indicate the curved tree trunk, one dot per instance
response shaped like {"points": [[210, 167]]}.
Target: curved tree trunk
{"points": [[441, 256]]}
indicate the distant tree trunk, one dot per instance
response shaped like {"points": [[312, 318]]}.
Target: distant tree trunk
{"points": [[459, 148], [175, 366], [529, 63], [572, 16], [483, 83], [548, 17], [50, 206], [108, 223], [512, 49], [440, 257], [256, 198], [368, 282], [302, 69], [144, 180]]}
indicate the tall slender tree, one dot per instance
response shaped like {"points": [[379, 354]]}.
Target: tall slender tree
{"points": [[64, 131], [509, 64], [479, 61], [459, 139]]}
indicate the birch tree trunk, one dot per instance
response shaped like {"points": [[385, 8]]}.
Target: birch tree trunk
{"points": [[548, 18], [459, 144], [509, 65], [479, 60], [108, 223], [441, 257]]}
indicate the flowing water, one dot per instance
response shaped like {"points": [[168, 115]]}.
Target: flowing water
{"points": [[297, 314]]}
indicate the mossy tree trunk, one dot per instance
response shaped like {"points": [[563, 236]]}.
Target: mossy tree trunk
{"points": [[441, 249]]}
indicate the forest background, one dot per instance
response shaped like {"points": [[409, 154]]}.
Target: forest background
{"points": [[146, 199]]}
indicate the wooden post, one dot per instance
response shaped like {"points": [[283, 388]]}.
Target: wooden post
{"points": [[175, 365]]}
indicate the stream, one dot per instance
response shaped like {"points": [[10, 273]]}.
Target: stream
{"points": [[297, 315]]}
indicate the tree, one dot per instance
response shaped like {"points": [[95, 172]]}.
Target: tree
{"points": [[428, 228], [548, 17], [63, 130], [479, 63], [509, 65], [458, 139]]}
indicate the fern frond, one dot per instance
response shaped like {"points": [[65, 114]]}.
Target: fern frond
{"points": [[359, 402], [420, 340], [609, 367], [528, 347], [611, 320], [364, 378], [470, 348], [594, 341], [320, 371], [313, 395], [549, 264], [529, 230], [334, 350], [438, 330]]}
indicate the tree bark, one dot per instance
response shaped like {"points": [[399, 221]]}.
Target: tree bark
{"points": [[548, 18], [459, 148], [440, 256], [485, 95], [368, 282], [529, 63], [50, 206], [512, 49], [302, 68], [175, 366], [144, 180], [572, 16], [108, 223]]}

━━━━━━━━━━

_Task objective_
Retype the data word for word, from the line with "indicate the fern frond, one dot per instance" through the end of the data.

_Output of the exercise_
indicate the fern frond, one dot per instance
response shaped like {"points": [[65, 114]]}.
Target: fern frond
{"points": [[359, 402], [420, 340], [609, 367], [528, 347], [611, 320], [364, 378], [470, 348], [594, 341], [320, 371], [313, 395], [549, 264], [529, 230], [334, 350], [438, 330]]}
indicate the tree bark, one dot per instance
response shaped like {"points": [[399, 221]]}.
Target: tree bark
{"points": [[548, 18], [459, 148], [440, 256], [485, 95], [368, 282], [529, 63], [50, 206], [512, 49], [302, 68], [175, 366], [144, 180], [572, 16], [108, 223]]}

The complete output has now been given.